Extrait du document ->

╭──

L’alerte aux populations : Le tocsin et les sirènes


Si les cris d’effroy ont été le premier réflexe pour rassembler les habitants pour lutter contre une menace commune, le tocsin a été le premier dispositif d’alerte des populations. L’urbanisme croissant a eu raison de ce moyen limité (quelques km) et il s’est montré insuffisant dès le 19e siècle dans les cités importantes. Par ailleurs les deux guerres mondiales ont fait émerger des risques majeurs, en particulier la menace des raids aériens, qui ont supposé des moyens d’alerte plus larges. Les sirènes d’alerte ont remplacé le tocsin. Enfin avec l’arrivée de nouveaux risques, technologiques, terroristes… il a fallu encore faire évoluer les moyens d’alerte en y intégrant nos nouveaux outils de communication et d’information.

Le tocsin

Le tocsin sur le chemin de ronde de Briançon (Hautes-Alpes)
Le tocsin sur le chemin de ronde de Briançon (Hautes-Alpes)

Le tocsin était une sonnerie de cloches pour alerter la population d’un danger imminent. Utilisé en particulier pour organiser la lutte contre les incendies, il permettait de rassembler la population pour créer une chaîne de seaux entre un point d’eau et un incendie, pour une projection directe d’abord, puis pour alimenter les pompes à bras apparues au début du XVIIe siècle.

A part quelques lieux bien pourvues en cloches, il n’y avait pas vraiment de cloche dédiée uniquement à cet usage : c’était souvent la cloche de l’horloge ou la grosse cloche de l’église, cela dépendait de l’époque et de l’étendue de l’agglomération ou des habitudes locales. L’essentiel surtout, c’était le signal, donc une sonnerie très différenciée des sonneries courantes de l’heure et des offices. Cette différentiation pouvait être obtenue :

  • par la tonalité de la cloche elle même. Le braillard par exemple, cloche évasée à la base, donne un tintement désagréable, différent du son harmonieux habituel des cloches
  • par le rythme rapide de tintement. La cloche est frappée selon un rythme d’environ 90 à 120 coups par minute soient près de deux coups par seconde à l’aide d’un battant tiré par une corde ou avec un marteau. La cloche, à ce rythme, n’avait pas le temps de résonner.

╰──

Entrées enregistrées
╭──

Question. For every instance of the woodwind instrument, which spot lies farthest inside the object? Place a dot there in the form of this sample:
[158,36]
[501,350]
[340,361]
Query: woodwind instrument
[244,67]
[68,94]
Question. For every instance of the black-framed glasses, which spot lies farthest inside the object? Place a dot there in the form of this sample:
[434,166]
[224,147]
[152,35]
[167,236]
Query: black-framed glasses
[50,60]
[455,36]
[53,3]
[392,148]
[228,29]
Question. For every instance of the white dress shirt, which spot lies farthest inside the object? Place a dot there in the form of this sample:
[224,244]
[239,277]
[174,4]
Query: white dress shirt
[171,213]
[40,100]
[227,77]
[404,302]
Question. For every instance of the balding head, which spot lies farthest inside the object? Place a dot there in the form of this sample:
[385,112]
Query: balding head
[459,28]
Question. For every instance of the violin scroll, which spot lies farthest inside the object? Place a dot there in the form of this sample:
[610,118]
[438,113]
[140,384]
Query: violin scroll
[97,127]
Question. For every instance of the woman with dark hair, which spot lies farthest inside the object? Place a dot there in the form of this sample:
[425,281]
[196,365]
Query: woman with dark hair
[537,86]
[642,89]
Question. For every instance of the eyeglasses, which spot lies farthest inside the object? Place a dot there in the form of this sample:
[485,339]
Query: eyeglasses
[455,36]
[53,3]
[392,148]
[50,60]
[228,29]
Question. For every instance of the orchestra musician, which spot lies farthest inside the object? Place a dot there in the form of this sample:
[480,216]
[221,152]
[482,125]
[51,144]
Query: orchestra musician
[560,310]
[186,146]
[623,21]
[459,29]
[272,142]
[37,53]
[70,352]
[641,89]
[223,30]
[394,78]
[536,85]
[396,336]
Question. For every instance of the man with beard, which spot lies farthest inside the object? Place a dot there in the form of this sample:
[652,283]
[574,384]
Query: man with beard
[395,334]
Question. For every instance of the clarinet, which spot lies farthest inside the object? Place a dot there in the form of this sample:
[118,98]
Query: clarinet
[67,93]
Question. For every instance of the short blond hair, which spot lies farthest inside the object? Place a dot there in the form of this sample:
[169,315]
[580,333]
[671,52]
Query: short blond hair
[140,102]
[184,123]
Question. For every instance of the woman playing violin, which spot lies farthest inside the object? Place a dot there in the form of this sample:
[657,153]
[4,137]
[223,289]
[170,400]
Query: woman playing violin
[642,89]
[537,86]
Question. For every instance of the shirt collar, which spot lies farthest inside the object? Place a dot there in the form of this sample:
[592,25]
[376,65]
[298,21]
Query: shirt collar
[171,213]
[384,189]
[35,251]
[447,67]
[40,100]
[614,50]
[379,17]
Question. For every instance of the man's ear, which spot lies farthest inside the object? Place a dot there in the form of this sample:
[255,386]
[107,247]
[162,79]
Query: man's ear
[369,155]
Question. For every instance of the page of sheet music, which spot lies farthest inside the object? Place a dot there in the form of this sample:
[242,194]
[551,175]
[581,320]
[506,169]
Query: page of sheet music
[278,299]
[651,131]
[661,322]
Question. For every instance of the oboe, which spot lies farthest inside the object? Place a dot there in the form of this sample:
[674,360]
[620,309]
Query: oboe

╰──

Questions ->
1. D'après le texte sur l'alerte aux populations, à quel rythme la cloche est-elle frappée pour sonner le tocsin ?
2. Réécrivez plus brièvement, s'il vous plaît, le paragraphe du texte sur l'alerte aux populations qui commence par « Le tocsin était une sonnerie de cloches », en gardant ses faits principaux.
3. Poursuivez le texte sur l'alerte aux populations à partir de sa dernière phrase.

Réponses ->
1. Environ 90 à 120 coups par minute, soit près de deux coups par seconde.

2. Le tocsin, sonnerie de cloches annonçant un danger imminent, servait surtout à lutter contre les incendies. Il rassemblait la population en une chaîne de seaux entre un point d'eau et le feu, d'abord pour arroser directement, puis pour alimenter les pompes à bras apparues au début du XVIIe siècle.

3.
Parfois la cloche utilisée est fixe (d’où l’utilisation fréquente des cloches d’horloge) afin de permettre au sonneur d’actionner le battant de façon répétée plus rapide que d’ordinaire, à coups pressés. Parfois elle est équipée de deux marteaux pour faciliter ce rythme rapide de tintement.

Quelquefois les coups de cloches qui suivent la première série du tocsin correspondaient à la direction du sinistre, et permettaient d’orienter les volontaires et leur permettre de rejoindre les sapeurs-pompiers pour leur prêter main-forte.

Le tocsin sur le chemin de ronde de Briançon (Hautes-Alpes)
Le tocsin sur le chemin de ronde de Briançon (Hautes-Alpes)

La nécessité de surveiller le mouvements de troupes, de brigands et pilleurs par les citadins les conduisit à mettre en place le Guet depuis les points hauts de la cité (clochers, beffrois, fortifications et chemins de rondes…). La cloche du tocsin y était souvent installée. De ces positions on pouvait plus facilement détecter les départs d’incendie et alerter la population.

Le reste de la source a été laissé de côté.